[Task goal] If a line in the entries contains the word "steel", list it.

[Data provided]
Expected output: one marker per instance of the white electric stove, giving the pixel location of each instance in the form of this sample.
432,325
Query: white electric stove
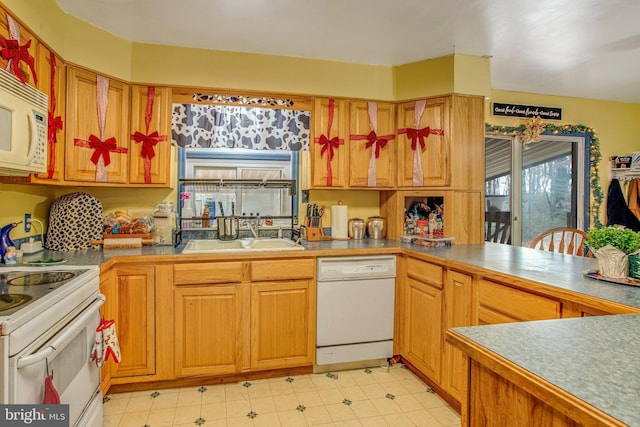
48,317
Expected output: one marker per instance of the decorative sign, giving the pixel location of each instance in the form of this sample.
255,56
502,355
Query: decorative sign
515,110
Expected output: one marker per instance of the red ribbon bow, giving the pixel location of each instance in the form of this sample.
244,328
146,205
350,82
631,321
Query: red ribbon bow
102,149
148,142
12,51
418,135
379,141
329,145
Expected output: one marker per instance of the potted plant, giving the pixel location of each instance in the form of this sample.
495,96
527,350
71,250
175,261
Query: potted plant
612,246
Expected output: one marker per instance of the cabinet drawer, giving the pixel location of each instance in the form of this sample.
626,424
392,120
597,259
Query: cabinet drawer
502,304
283,269
425,272
211,272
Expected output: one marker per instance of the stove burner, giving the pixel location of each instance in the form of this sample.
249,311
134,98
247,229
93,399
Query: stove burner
9,301
44,278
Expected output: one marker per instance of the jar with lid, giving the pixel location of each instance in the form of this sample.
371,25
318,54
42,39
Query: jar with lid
164,221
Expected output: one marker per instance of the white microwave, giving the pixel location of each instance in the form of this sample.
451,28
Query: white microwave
23,127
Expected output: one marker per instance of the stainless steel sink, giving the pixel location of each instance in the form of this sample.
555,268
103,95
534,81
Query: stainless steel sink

[Task answer]
Expected output: one marker per instance of the stainless steel sink, giving the pixel location of each instance in the form of this sample.
Query: stainless steel sink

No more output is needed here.